§ CHALLENGE
Count the lines of the material below that contain the string "person", treating uppercase and lowercase letters as different, and give only that number.

§ RECORDED DATA
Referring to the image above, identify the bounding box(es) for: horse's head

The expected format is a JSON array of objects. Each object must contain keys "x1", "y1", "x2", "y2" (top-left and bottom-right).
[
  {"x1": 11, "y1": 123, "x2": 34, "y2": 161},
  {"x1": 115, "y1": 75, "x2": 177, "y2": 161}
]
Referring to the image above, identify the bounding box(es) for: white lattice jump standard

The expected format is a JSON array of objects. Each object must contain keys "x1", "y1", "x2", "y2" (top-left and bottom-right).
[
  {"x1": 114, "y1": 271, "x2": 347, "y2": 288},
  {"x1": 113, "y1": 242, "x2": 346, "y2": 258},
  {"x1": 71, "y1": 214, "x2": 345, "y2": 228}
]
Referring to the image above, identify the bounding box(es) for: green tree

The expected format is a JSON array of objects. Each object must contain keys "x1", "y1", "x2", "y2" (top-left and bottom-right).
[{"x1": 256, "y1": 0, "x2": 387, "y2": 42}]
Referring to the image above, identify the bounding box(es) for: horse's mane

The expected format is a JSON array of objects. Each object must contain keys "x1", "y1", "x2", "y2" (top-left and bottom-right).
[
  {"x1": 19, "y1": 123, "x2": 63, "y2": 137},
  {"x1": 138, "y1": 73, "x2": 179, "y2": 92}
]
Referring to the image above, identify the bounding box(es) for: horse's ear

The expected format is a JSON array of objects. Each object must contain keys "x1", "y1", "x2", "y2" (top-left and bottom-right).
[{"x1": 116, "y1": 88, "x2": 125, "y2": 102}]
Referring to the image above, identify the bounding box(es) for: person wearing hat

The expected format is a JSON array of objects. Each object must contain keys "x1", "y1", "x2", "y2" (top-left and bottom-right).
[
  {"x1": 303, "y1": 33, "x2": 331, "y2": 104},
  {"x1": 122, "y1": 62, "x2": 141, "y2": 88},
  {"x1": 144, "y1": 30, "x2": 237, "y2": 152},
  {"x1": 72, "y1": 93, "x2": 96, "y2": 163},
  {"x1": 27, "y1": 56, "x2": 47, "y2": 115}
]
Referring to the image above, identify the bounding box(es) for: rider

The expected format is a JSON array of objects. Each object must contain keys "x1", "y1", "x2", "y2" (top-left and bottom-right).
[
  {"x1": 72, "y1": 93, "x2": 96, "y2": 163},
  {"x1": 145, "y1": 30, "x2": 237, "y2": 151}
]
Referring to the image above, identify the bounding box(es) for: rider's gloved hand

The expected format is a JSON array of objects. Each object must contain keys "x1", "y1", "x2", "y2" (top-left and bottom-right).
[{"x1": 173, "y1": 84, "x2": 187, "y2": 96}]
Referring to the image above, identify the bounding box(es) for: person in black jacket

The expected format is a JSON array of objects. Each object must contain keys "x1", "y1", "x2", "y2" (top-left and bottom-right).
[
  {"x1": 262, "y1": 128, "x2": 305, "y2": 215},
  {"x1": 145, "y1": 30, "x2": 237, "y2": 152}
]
==
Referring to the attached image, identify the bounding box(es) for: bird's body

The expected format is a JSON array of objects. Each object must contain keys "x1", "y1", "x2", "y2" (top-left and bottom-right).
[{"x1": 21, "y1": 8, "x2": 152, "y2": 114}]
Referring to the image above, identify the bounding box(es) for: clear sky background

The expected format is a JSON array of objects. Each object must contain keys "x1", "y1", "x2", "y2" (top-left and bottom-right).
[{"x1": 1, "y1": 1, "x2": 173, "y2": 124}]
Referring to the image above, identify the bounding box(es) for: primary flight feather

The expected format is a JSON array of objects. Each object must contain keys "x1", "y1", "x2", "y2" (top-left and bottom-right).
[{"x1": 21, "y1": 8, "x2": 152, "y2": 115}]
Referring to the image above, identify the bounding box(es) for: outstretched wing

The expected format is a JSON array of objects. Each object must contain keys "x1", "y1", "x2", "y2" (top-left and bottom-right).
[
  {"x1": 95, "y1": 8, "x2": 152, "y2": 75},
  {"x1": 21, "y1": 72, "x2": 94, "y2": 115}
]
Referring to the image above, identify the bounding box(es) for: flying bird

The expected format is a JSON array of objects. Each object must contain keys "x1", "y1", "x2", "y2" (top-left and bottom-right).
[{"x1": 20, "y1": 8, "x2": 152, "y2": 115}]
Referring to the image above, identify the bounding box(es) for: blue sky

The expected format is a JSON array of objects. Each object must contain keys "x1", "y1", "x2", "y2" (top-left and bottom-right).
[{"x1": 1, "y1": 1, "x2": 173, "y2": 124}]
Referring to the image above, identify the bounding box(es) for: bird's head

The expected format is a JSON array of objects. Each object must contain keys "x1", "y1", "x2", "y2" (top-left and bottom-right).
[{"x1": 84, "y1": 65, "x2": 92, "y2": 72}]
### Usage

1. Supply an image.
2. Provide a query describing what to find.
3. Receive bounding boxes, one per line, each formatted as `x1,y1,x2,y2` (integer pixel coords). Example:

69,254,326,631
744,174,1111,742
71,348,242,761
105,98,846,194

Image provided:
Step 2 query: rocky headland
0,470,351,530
* * *
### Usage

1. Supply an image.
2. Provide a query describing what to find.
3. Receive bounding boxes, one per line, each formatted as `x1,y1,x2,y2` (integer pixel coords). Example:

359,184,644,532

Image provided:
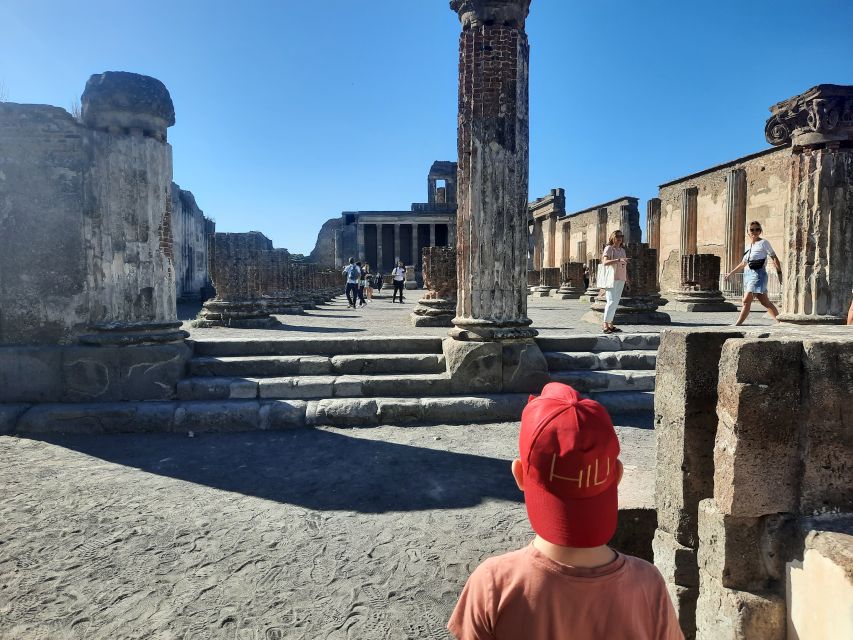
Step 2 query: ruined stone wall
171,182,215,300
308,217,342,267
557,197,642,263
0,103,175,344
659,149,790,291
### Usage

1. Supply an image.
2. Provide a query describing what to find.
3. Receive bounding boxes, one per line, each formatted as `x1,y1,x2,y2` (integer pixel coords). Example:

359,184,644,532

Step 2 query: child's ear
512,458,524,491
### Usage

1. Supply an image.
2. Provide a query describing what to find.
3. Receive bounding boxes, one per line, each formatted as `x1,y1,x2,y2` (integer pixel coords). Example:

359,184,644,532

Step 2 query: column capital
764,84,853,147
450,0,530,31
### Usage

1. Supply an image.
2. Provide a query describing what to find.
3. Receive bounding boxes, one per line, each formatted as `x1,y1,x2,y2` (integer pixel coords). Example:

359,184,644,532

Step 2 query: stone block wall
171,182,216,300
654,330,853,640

§ TASK RESULT
2